Stated exercise -
Give the stretch from the start of the records through the line containing "[0,0,455,437]" as a numbered list, with blank lines left out.

--- begin Entries shown ---

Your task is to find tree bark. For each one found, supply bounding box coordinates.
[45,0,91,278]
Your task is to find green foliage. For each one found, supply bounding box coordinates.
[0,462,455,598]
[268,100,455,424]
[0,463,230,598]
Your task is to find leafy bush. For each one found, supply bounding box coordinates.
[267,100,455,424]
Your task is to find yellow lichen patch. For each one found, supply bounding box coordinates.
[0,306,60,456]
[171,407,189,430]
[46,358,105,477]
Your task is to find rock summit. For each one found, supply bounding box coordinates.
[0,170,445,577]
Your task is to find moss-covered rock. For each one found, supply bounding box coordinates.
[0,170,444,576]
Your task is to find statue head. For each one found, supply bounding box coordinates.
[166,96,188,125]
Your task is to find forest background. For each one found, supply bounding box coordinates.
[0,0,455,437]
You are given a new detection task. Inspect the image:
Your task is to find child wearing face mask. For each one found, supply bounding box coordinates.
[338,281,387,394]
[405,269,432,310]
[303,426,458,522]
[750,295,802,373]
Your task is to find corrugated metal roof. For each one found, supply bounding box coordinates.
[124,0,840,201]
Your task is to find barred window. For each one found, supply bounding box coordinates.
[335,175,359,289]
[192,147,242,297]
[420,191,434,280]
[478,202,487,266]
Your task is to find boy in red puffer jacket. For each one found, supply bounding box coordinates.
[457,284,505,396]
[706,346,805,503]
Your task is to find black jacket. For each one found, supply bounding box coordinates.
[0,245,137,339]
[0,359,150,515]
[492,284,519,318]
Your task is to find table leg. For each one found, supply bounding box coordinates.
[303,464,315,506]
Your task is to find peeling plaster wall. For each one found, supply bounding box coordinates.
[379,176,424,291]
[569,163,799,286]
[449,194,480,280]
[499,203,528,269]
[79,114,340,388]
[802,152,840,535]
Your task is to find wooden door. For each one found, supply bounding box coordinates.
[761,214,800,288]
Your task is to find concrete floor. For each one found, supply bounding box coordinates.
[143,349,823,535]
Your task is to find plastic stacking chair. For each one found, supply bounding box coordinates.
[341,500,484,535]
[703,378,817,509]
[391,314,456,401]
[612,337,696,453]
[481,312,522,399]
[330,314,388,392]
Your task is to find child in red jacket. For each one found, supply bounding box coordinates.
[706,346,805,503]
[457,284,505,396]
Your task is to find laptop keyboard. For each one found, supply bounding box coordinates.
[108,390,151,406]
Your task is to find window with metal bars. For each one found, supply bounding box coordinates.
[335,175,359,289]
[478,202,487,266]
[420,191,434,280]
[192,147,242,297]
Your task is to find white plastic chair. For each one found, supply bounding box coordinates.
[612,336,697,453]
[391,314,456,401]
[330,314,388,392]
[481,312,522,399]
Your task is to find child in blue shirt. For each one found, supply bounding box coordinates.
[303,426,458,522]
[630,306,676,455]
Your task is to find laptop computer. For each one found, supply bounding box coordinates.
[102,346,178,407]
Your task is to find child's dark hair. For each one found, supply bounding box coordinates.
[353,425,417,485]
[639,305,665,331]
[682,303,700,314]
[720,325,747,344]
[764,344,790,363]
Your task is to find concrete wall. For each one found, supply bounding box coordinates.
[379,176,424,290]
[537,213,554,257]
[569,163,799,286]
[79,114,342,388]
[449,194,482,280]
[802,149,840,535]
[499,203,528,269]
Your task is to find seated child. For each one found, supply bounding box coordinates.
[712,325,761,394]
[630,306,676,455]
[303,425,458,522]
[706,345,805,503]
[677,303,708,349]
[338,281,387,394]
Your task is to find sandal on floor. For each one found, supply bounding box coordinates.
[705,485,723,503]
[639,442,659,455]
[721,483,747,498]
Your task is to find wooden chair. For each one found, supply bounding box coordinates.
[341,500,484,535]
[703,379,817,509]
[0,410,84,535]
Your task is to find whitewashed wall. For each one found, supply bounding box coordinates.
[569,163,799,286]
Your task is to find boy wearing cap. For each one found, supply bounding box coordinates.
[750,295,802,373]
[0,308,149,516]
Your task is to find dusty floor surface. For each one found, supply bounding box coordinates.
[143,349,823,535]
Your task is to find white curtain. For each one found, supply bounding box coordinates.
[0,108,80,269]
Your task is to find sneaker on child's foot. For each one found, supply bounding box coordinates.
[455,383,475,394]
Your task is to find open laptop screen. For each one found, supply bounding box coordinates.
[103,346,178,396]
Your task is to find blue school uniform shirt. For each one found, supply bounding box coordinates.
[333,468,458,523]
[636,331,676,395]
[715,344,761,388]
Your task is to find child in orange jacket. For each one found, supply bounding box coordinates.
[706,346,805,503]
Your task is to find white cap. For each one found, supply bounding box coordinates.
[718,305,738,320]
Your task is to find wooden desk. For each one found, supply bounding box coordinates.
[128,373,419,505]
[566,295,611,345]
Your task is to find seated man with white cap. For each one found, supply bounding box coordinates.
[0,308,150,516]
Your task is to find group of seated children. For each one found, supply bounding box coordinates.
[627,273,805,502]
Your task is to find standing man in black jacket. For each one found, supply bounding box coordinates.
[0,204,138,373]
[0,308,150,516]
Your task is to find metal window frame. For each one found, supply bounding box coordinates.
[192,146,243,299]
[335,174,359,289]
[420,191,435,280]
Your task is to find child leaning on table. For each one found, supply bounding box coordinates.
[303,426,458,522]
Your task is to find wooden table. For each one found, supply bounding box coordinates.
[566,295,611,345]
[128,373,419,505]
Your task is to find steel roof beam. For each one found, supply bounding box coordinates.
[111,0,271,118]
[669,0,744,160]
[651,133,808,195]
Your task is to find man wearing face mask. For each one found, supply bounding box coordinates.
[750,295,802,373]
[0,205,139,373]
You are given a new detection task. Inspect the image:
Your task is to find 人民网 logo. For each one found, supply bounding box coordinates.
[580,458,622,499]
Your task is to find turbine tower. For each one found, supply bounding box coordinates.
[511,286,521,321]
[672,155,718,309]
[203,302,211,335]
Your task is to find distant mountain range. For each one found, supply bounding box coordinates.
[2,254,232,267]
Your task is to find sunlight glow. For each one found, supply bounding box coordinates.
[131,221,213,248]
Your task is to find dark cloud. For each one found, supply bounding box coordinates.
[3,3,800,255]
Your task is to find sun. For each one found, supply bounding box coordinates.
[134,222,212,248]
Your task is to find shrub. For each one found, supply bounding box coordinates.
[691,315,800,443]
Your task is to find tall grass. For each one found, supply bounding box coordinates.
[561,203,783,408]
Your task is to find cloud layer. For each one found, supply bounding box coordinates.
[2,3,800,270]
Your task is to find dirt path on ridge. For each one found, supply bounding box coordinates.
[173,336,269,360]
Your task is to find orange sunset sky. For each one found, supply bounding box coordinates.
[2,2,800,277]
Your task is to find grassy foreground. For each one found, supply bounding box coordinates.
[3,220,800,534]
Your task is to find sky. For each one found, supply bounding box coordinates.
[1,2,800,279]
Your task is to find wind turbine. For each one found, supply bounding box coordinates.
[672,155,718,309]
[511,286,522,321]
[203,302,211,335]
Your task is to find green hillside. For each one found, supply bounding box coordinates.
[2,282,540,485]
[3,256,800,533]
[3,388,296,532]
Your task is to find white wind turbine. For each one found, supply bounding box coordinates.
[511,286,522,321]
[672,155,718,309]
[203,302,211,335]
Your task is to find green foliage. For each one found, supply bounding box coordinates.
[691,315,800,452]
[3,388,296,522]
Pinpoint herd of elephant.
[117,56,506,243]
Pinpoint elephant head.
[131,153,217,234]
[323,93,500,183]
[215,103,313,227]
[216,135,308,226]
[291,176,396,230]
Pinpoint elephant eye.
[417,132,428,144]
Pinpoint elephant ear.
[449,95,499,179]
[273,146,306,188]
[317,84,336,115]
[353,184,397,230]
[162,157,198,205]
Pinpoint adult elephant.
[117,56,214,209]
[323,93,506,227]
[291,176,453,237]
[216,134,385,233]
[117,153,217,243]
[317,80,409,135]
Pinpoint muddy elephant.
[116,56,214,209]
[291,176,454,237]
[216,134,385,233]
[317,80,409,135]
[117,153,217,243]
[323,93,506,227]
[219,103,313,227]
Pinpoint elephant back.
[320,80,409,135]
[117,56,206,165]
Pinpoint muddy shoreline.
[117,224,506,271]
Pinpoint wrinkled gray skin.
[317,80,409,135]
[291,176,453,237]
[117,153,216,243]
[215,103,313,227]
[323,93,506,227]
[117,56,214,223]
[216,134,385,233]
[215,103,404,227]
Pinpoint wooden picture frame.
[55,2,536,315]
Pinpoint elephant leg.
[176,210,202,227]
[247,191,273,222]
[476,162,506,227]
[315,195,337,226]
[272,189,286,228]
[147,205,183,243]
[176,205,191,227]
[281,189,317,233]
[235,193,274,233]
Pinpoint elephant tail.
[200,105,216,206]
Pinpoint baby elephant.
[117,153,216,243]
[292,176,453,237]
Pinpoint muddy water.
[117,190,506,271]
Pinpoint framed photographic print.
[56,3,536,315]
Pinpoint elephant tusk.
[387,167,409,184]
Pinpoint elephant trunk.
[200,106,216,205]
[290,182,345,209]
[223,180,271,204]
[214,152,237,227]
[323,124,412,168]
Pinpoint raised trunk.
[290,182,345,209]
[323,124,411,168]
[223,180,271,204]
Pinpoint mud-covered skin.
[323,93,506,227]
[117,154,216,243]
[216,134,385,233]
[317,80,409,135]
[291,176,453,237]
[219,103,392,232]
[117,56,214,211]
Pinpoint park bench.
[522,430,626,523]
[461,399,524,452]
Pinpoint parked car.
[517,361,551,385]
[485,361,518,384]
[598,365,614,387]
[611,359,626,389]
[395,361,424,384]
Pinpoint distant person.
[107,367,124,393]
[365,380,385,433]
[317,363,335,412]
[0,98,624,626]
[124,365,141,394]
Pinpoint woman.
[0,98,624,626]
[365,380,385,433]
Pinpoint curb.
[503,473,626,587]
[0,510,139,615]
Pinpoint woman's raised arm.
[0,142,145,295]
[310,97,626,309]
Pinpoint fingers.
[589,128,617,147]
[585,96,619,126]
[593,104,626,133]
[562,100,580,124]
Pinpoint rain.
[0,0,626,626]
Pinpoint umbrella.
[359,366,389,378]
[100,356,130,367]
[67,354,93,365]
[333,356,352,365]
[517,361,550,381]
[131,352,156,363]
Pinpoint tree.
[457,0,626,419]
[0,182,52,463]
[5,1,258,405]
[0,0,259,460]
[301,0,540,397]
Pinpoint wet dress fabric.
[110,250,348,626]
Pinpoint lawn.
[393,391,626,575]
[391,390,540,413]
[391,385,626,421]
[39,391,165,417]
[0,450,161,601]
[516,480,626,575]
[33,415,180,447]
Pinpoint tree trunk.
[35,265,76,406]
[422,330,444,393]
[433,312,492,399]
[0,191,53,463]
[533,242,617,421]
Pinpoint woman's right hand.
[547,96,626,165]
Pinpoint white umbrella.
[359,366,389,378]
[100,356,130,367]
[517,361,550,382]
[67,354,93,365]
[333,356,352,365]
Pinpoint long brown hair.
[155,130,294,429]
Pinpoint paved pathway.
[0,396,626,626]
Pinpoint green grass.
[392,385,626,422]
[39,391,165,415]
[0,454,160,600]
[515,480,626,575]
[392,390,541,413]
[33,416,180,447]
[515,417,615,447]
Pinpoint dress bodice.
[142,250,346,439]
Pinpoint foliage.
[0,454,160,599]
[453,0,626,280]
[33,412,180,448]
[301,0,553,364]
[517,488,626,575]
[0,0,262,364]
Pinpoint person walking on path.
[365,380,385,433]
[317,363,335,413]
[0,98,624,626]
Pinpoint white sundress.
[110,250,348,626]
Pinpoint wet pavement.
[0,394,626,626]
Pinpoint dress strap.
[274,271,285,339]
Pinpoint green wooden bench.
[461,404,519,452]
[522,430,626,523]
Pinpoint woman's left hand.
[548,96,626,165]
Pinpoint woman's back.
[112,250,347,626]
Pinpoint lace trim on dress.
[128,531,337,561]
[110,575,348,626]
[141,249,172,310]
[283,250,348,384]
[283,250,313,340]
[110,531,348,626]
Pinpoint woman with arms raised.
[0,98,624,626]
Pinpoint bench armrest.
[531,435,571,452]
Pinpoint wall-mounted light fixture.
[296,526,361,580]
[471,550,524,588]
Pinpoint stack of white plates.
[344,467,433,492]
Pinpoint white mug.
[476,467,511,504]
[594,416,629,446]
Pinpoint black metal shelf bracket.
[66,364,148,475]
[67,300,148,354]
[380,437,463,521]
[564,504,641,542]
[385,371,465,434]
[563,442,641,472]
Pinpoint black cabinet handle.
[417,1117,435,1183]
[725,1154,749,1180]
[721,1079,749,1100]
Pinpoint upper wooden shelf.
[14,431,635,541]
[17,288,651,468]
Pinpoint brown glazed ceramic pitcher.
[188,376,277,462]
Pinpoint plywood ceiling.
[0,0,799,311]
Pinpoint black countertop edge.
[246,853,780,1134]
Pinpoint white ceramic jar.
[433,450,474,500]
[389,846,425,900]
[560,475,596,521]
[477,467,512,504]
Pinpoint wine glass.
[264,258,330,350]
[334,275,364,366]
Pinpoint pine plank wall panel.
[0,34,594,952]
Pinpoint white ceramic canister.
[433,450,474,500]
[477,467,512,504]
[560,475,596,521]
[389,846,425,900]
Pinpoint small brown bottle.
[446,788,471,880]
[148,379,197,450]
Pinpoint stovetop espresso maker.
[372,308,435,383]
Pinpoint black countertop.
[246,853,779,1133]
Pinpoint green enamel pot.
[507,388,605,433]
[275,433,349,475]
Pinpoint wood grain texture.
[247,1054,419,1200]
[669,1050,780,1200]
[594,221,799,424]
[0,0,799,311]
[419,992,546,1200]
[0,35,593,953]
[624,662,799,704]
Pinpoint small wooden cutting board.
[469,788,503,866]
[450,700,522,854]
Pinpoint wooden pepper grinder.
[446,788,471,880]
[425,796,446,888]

--- end Entries shown ---

Complete response -
1. Your task is to find tree bark. For each one found, supply bounding box coordinates.
2. [45,0,91,278]
3. Your task is to find green foliage. For each one found, supply bounding box coordinates.
4. [0,462,455,598]
5. [268,100,455,424]
6. [0,463,230,598]
7. Your task is to find leafy bush. For each one found, supply bounding box coordinates.
8. [267,100,455,424]
9. Your task is to find yellow lichen patch. For each one found, supply bounding box coordinates.
10. [0,306,60,456]
11. [171,407,189,430]
12. [46,358,105,477]
13. Your task is to find rock summit. For each one found, supply bounding box coordinates.
14. [0,170,445,577]
15. Your task is to find moss-covered rock. For each one found, supply bounding box coordinates.
16. [0,170,444,576]
17. Your task is to find statue head. For each one found, supply bounding box coordinates.
18. [166,96,188,125]
19. Your task is to find forest background. For each one found, supply bounding box coordinates.
20. [0,0,455,437]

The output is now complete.